▶ **ASSIGNED TASK**:
All lines from the one containing "Target: bird's wing" through the final line of the entries are to be written out verbatim; no other line is to be included.

▶ **INPUT**:
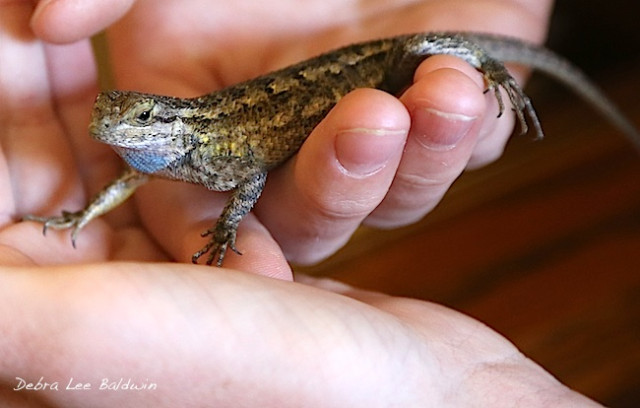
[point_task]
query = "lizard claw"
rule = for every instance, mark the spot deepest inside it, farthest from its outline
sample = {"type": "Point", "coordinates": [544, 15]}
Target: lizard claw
{"type": "Point", "coordinates": [75, 220]}
{"type": "Point", "coordinates": [221, 239]}
{"type": "Point", "coordinates": [499, 78]}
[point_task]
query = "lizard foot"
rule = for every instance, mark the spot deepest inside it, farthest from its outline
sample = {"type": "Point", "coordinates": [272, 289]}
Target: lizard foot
{"type": "Point", "coordinates": [75, 220]}
{"type": "Point", "coordinates": [498, 77]}
{"type": "Point", "coordinates": [221, 239]}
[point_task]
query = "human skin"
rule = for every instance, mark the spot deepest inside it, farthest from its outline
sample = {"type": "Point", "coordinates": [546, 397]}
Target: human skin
{"type": "Point", "coordinates": [222, 337]}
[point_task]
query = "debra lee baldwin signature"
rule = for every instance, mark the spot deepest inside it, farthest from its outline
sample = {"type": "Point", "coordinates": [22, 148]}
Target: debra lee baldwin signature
{"type": "Point", "coordinates": [105, 384]}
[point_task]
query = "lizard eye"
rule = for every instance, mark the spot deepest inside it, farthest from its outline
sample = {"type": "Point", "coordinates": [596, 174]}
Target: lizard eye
{"type": "Point", "coordinates": [144, 116]}
{"type": "Point", "coordinates": [143, 112]}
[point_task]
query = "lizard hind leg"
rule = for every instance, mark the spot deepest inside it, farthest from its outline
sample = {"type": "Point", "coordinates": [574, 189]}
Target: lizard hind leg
{"type": "Point", "coordinates": [498, 78]}
{"type": "Point", "coordinates": [223, 233]}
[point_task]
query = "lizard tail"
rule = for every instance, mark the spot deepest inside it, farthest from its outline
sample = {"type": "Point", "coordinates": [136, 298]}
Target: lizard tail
{"type": "Point", "coordinates": [558, 68]}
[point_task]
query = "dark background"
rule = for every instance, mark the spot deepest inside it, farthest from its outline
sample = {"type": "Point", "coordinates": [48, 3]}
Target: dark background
{"type": "Point", "coordinates": [543, 245]}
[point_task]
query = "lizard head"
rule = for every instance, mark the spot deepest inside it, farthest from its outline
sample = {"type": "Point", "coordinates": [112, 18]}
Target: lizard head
{"type": "Point", "coordinates": [144, 129]}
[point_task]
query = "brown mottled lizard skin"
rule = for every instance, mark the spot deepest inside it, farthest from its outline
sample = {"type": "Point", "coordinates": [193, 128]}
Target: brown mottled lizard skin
{"type": "Point", "coordinates": [230, 139]}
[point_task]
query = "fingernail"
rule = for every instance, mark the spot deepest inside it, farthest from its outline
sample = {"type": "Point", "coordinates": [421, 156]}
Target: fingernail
{"type": "Point", "coordinates": [363, 152]}
{"type": "Point", "coordinates": [445, 129]}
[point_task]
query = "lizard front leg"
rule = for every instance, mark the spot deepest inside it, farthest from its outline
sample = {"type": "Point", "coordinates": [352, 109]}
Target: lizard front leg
{"type": "Point", "coordinates": [106, 200]}
{"type": "Point", "coordinates": [223, 233]}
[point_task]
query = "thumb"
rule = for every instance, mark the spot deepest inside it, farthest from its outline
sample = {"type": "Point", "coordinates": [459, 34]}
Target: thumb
{"type": "Point", "coordinates": [65, 21]}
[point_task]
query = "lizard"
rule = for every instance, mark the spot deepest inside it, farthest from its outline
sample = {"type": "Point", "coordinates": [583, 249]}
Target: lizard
{"type": "Point", "coordinates": [228, 140]}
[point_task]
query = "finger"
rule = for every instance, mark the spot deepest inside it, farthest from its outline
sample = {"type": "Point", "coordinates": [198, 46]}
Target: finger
{"type": "Point", "coordinates": [66, 21]}
{"type": "Point", "coordinates": [314, 203]}
{"type": "Point", "coordinates": [36, 156]}
{"type": "Point", "coordinates": [448, 112]}
{"type": "Point", "coordinates": [177, 213]}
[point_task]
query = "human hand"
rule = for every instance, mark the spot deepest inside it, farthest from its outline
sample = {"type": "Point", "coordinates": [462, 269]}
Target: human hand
{"type": "Point", "coordinates": [375, 159]}
{"type": "Point", "coordinates": [241, 340]}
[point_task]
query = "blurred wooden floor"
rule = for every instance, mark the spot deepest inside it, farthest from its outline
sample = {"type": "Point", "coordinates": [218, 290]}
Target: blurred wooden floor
{"type": "Point", "coordinates": [544, 246]}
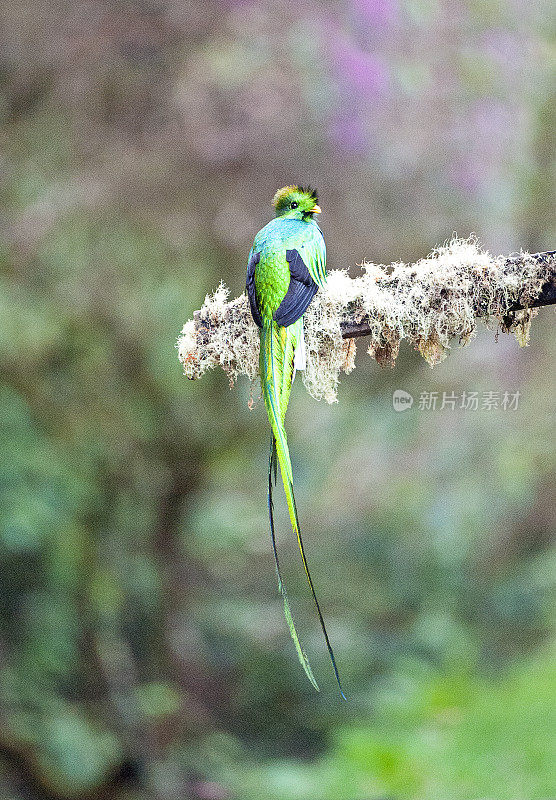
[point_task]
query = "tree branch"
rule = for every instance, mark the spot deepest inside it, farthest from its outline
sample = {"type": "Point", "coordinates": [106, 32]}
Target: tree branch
{"type": "Point", "coordinates": [546, 297]}
{"type": "Point", "coordinates": [429, 303]}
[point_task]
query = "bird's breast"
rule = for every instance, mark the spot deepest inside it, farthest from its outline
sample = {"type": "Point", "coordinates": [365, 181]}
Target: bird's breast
{"type": "Point", "coordinates": [272, 279]}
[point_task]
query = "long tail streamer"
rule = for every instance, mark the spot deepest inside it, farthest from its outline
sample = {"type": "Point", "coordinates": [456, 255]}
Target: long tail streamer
{"type": "Point", "coordinates": [272, 372]}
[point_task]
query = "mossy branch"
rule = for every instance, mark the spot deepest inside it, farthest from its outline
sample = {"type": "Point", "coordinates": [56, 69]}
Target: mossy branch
{"type": "Point", "coordinates": [429, 303]}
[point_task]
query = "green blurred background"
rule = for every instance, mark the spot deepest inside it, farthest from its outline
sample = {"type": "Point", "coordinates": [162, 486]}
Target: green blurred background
{"type": "Point", "coordinates": [143, 651]}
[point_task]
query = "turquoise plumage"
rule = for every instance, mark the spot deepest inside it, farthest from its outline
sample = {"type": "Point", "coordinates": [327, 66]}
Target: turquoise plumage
{"type": "Point", "coordinates": [286, 267]}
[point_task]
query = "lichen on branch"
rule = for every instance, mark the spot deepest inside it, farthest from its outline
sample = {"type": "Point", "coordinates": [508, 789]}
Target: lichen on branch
{"type": "Point", "coordinates": [430, 303]}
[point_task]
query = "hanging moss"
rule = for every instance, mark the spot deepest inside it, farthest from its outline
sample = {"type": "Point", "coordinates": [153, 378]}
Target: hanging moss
{"type": "Point", "coordinates": [429, 303]}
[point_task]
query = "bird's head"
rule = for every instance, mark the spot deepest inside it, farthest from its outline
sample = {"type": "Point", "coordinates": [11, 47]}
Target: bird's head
{"type": "Point", "coordinates": [295, 202]}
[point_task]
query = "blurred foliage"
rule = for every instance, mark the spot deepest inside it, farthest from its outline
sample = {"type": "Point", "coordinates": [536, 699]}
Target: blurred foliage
{"type": "Point", "coordinates": [143, 653]}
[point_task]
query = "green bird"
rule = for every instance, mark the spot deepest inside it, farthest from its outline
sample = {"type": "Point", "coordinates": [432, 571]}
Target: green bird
{"type": "Point", "coordinates": [286, 267]}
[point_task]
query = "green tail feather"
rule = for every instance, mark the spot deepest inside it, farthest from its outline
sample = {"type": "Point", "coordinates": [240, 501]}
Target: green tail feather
{"type": "Point", "coordinates": [272, 375]}
{"type": "Point", "coordinates": [272, 472]}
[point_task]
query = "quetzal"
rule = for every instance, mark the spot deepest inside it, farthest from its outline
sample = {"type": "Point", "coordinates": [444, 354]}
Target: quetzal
{"type": "Point", "coordinates": [287, 265]}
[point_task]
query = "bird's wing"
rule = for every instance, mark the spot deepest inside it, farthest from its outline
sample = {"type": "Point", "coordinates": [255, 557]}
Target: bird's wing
{"type": "Point", "coordinates": [300, 292]}
{"type": "Point", "coordinates": [254, 259]}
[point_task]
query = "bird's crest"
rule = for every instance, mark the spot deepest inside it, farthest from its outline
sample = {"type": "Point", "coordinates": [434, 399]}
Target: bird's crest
{"type": "Point", "coordinates": [280, 198]}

▶ **RESPONSE FOR THIS EXERCISE**:
Target: bird's wing
{"type": "Point", "coordinates": [300, 292]}
{"type": "Point", "coordinates": [254, 259]}
[point_task]
query = "bird's crest"
rule = for every instance, mark the spot deepest inside it, farthest from its outline
sample = {"type": "Point", "coordinates": [434, 399]}
Target: bird's crest
{"type": "Point", "coordinates": [280, 198]}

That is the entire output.